Supplied passage:
Re: [DISCUSS] KIP-739: Block Less on KafkaProducer#send

Nakamura Tue, 18 May 2021 13:27:43 -0700

Hi Ryanne,

Hmm, that's an interesting idea.  Basically it would mean that after
calling send, you would also have to check whether the returned future had
failed with a specific exception.  I would be open to it, although I think
it might be slightly more surprising, since right now the paradigm is
"enqueue synchronously, the future represents whether we succeeded in
sending or not" and the new one would be "enqueue synchronously, the future
either represents whether we succeeded in enqueueing or not (in which case
it will be failed immediately if it failed to enqueue) or whether we
succeeded in sending or not".


But you're right, it should be on the table, thank you for suggesting it!

Best,
Moses

On Tue, May 18, 2021 at 12:23 PM Ryanne Dolan <[email protected]> wrote:

> Moses, in the case of a full queue, could we just return a failed future
> immediately?
>
> Ryanne
>
> On Tue, May 18, 2021, 10:39 AM Nakamura <[email protected]> wrote:
>
> > Hi Alexandre,
> >
> > Thanks for bringing this up, I think I could use some feedback in this
> > area.  There are two mechanisms here, one for slowing down when we don't
> > have the relevant metadata, and the other for slowing down when a queue
> has
> > filled up.  Although the first one applies backpressure somewhat
> > inadvertently, we could still get in trouble if we're not providing
> > information to the mechanism that monitors whether we're queueing too
> > much.  As for the second one, that is a classic backpressure use case, so
> > it's definitely important that we don't drop that ability.
> >
> > Right now backpressure is applied by blocking, which is a natural way to
> > apply backpressure in synchronous systems, but can lead to unnecessary
> > slowdowns in asynchronous systems.  In my opinion, the safest way to
> apply
> > backpressure in an asynchronous model is to have an explicit backpressure
> > signal.  A good example would be returning an exception, and providing an
> > optional hook to add a callback onto so that you can be notified when
> it's
> > ready to accept more messages.
> >
> > However, this would be a really big change to how users use
> > KafkaProducer#send, so I don't know how much appetite we have for making
> > that kind of change.  Maybe it would be simpler to remove the "don't
> block
> > when the per-topic queue is full" from the scope of this KIP, and only
> > focus on when metadata is available?  The downside is that we will
> probably
> > want to change the API again later to fix this, so it might be better to
> > just rip the bandaid off now.

Provided records:

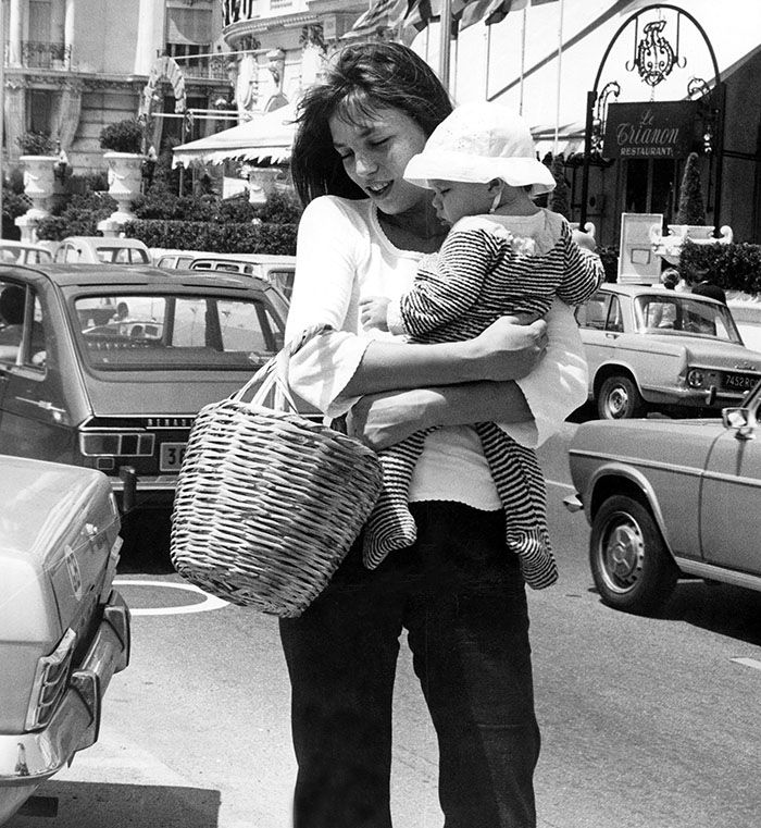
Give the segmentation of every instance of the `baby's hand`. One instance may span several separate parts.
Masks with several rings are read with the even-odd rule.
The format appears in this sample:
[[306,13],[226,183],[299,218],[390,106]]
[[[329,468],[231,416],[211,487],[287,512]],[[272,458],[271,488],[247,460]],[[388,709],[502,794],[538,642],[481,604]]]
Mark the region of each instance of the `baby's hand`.
[[377,328],[380,331],[388,331],[386,321],[386,309],[391,304],[390,299],[385,296],[369,296],[360,300],[360,319],[364,328]]
[[591,252],[597,252],[597,242],[595,242],[595,236],[591,233],[585,233],[581,230],[572,230],[571,235],[573,237],[573,240],[583,249],[591,250]]

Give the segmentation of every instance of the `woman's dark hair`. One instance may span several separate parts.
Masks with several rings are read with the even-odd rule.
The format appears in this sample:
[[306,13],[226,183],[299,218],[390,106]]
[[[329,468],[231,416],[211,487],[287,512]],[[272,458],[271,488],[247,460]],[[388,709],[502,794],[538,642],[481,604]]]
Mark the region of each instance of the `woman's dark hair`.
[[374,42],[344,48],[298,107],[290,174],[303,205],[327,194],[364,197],[333,147],[328,122],[339,108],[369,119],[378,109],[396,109],[428,136],[452,111],[452,102],[431,66],[408,47]]

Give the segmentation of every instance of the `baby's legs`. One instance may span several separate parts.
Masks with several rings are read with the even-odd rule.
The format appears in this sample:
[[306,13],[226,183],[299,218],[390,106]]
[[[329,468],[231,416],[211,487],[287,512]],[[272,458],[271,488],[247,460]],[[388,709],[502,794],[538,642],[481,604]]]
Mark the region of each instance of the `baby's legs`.
[[367,569],[375,569],[389,552],[411,546],[417,537],[408,495],[412,472],[429,431],[433,429],[415,432],[378,455],[383,489],[364,528],[362,555]]
[[492,422],[477,423],[476,431],[504,507],[508,548],[519,556],[529,586],[550,586],[558,580],[558,568],[547,529],[545,475],[536,454]]

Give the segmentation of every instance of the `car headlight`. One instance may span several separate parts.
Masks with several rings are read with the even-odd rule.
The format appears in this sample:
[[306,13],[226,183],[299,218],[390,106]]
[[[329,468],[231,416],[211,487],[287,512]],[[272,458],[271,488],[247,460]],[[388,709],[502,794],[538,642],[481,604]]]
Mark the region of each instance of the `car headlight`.
[[690,368],[687,371],[687,385],[690,388],[702,388],[706,374],[699,368]]

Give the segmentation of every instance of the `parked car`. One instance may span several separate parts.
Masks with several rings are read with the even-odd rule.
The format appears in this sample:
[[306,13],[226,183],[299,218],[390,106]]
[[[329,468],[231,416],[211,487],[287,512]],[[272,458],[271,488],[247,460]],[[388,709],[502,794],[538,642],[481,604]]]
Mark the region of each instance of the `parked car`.
[[703,296],[607,283],[576,320],[602,419],[718,413],[761,378],[761,353],[744,346],[725,305]]
[[761,383],[721,420],[583,423],[569,458],[606,604],[657,611],[682,576],[761,591]]
[[0,456],[0,824],[98,738],[129,660],[104,474]]
[[188,265],[190,270],[221,270],[228,273],[246,273],[265,279],[279,288],[286,299],[290,299],[296,275],[295,256],[272,256],[248,254],[223,256],[199,256]]
[[171,506],[194,418],[280,349],[287,309],[252,276],[82,264],[0,268],[5,304],[0,452],[98,469],[123,510]]
[[245,273],[272,282],[287,299],[294,288],[296,257],[275,254],[211,254],[199,250],[154,250],[153,260],[159,268],[174,270],[217,270],[226,273]]
[[149,264],[151,256],[138,238],[66,236],[53,260],[67,264]]
[[45,245],[32,242],[13,242],[0,239],[0,261],[9,264],[43,264],[52,261],[53,257]]

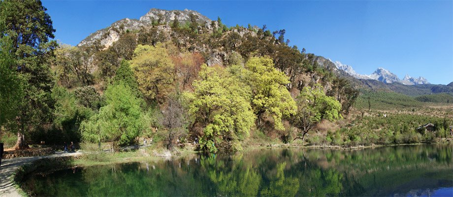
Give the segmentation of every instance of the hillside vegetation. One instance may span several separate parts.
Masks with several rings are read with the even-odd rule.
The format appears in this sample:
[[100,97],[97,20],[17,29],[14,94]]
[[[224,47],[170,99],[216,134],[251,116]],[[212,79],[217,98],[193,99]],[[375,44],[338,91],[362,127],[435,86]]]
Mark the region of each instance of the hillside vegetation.
[[415,99],[425,102],[443,102],[450,103],[453,102],[453,96],[442,93],[434,95],[422,95],[415,98]]
[[152,17],[119,21],[74,47],[51,40],[55,30],[40,1],[0,5],[0,128],[17,133],[17,149],[83,141],[117,150],[144,137],[169,150],[195,143],[234,151],[251,131],[304,142],[320,122],[341,120],[354,106],[421,103],[397,93],[359,96],[323,59],[291,45],[285,30],[152,9]]

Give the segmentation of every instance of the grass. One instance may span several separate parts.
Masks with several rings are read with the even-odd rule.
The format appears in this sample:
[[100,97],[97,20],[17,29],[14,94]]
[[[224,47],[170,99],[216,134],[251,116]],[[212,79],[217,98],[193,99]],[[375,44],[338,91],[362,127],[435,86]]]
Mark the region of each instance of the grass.
[[[91,145],[91,146],[97,146],[97,145]],[[85,144],[85,147],[90,146]],[[83,146],[82,146],[83,147]],[[79,158],[74,160],[73,164],[76,166],[91,166],[105,165],[109,164],[120,164],[129,162],[153,162],[162,160],[168,157],[178,157],[184,156],[196,152],[191,150],[191,147],[175,149],[170,152],[163,148],[149,146],[146,148],[140,148],[138,150],[129,152],[120,152],[111,154],[103,151],[93,151],[82,150],[86,151]]]

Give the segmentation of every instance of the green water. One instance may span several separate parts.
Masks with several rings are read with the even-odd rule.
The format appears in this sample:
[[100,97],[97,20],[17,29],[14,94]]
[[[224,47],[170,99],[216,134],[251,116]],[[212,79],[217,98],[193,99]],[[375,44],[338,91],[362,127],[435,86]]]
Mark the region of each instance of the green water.
[[453,146],[194,154],[32,175],[43,196],[453,196]]

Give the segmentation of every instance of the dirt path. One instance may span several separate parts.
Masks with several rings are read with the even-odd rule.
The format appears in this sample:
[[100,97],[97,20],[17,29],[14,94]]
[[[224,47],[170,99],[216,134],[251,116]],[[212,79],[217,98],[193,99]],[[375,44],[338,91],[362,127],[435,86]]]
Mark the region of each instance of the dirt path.
[[31,163],[43,158],[55,158],[69,156],[77,156],[82,154],[78,151],[75,153],[57,152],[55,154],[44,156],[22,157],[7,160],[1,160],[0,166],[0,197],[16,197],[21,195],[18,192],[14,185],[12,174],[17,168],[25,164]]

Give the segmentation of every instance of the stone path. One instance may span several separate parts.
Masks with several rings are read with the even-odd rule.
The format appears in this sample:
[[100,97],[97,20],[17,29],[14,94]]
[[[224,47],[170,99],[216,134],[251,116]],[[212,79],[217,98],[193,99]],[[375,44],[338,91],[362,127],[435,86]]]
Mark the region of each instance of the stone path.
[[17,192],[17,190],[16,189],[12,176],[19,166],[25,164],[31,163],[40,159],[69,156],[75,156],[81,154],[82,154],[82,153],[78,151],[75,153],[57,152],[55,154],[44,156],[22,157],[7,160],[2,159],[1,166],[0,166],[0,197],[16,197],[21,196]]

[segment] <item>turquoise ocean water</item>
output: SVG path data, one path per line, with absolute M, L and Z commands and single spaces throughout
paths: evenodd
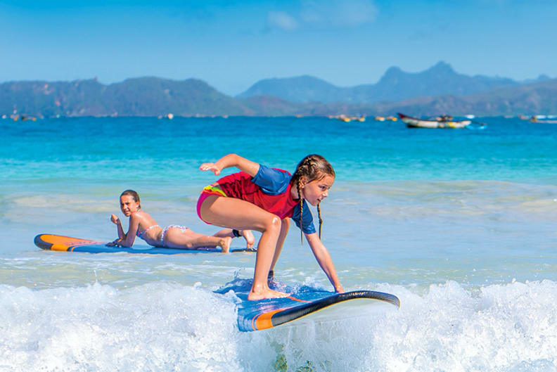
M 557 127 L 479 120 L 0 120 L 0 371 L 557 371 Z M 213 290 L 250 278 L 253 254 L 33 244 L 113 240 L 126 188 L 160 224 L 213 233 L 195 205 L 216 177 L 198 167 L 232 152 L 290 172 L 325 156 L 337 179 L 323 239 L 341 282 L 400 309 L 243 333 L 233 296 Z M 276 276 L 332 289 L 293 224 Z

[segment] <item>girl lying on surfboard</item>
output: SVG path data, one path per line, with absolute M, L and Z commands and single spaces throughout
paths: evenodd
M 223 252 L 228 252 L 232 238 L 243 236 L 247 246 L 253 246 L 253 234 L 249 230 L 238 231 L 225 229 L 212 236 L 194 233 L 187 227 L 179 225 L 160 226 L 146 212 L 141 210 L 139 195 L 133 190 L 126 190 L 120 195 L 120 209 L 124 215 L 129 217 L 127 233 L 124 233 L 122 223 L 115 214 L 110 215 L 110 221 L 116 225 L 118 238 L 107 245 L 131 247 L 136 236 L 154 247 L 167 248 L 196 249 L 202 247 L 220 247 Z
M 236 167 L 241 171 L 219 179 L 201 192 L 197 212 L 210 224 L 262 233 L 255 260 L 248 300 L 286 297 L 288 293 L 272 290 L 267 284 L 284 239 L 288 231 L 289 217 L 305 235 L 319 266 L 337 292 L 344 292 L 328 251 L 321 241 L 319 203 L 328 195 L 335 181 L 335 171 L 324 158 L 309 155 L 296 167 L 293 175 L 229 154 L 217 162 L 202 164 L 199 169 L 212 171 L 216 176 L 222 169 Z M 319 236 L 306 201 L 317 206 Z

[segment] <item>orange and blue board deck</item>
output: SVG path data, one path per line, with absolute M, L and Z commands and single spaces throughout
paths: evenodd
M 142 253 L 176 255 L 181 253 L 219 252 L 218 248 L 181 250 L 160 248 L 127 248 L 108 247 L 107 242 L 82 239 L 53 234 L 35 236 L 35 245 L 44 250 L 89 253 Z M 231 249 L 231 252 L 254 252 L 247 248 Z M 238 328 L 243 332 L 268 329 L 282 324 L 295 325 L 307 321 L 327 321 L 358 316 L 374 312 L 384 312 L 400 306 L 394 295 L 373 290 L 356 290 L 335 293 L 309 286 L 288 288 L 274 280 L 269 286 L 290 293 L 287 297 L 250 301 L 248 294 L 251 281 L 236 279 L 215 291 L 226 293 L 233 290 L 241 300 L 238 305 Z
M 216 292 L 233 290 L 241 302 L 238 304 L 238 328 L 243 332 L 269 329 L 282 324 L 295 326 L 309 322 L 340 320 L 371 316 L 398 309 L 400 301 L 394 295 L 374 290 L 336 293 L 307 286 L 287 288 L 273 285 L 276 290 L 290 293 L 283 298 L 250 301 L 251 281 L 236 279 Z
M 44 250 L 88 253 L 141 253 L 144 255 L 179 255 L 183 253 L 219 252 L 220 248 L 174 249 L 146 246 L 145 248 L 109 247 L 108 242 L 72 238 L 50 233 L 39 234 L 34 238 L 35 245 Z M 251 248 L 230 248 L 230 252 L 256 252 Z

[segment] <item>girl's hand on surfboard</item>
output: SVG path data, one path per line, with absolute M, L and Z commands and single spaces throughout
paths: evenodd
M 199 166 L 200 170 L 207 171 L 210 170 L 215 173 L 215 176 L 220 174 L 221 169 L 219 168 L 214 162 L 204 162 Z

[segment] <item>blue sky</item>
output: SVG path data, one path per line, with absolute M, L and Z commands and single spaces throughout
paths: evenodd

Set of tasks:
**1.** In the KIP-739 discussion thread, what does Ryanne Dolan propose doing when the queue is full?
**2.** Write the next part of the KIP-739 discussion thread, picking up after its final line.
The data has no connection to the KIP-739 discussion thread.

Per-task answers:
**1.** Returning a failed future immediately.

**2.**
> >
> > One slightly nasty thing here is that because queueing order is
> important,
> > if we want to use exceptions, we will want to be able to signal the
> failure
> > to enqueue to the caller in such a way that they can still enforce
> message
> > order if they want.  So we can't embed the failure directly in the
> returned
> > future, we should either return two futures (nested, or as a tuple) or
> else
> > throw an exception to explain a backpressure.
> >
> > So there are a few things we should work out here:
> >
> > 1. Should we keep the "too many bytes enqueued" part of this in scope?
> (I
> > would say yes, so that we can minimize churn in this API)
> > 2. How should we signal backpressure so that it's appropriate for
> > asynchronous systems?  (I would say that we should throw an exception.
> If
> > we choose this and we want to pursue the queueing path, we would *not*
> want
> > to enqueue messages that would push us over the limit, and would only
> want
> > to enqueue messages when we're waiting for metadata, and we would want to
> > keep track of the total number of bytes for those messages).
> >
> > What do you think?
> >
> > Best,
> > Moses
> >
> > On Sun, May 16, 2021 at 6:16 AM Alexandre Dupriez <
> > [email protected]> wrote:
> >
> > > Hello Nakamura,
> > >
> > > Thanks for proposing this change. I can see how the blocking behaviour
> > > can be a problem when integrating with reactive frameworks such as
> > > Akka. One of the questions I would have is how you would handle back
> > > pressure and avoid memory exhaustion when the producer's buffer is
> > > full and tasks would start to accumulate in the out-of-band queue or
> > > thread pool introduced with this KIP.
> > >
> > > Thanks,
> > > Alexandre
> > >
> > > Le ven. 14 mai 2021 à 15:55, Ryanne Dolan <[email protected]> a
> > écrit
> > > :
> > > >
> > > > Makes sense!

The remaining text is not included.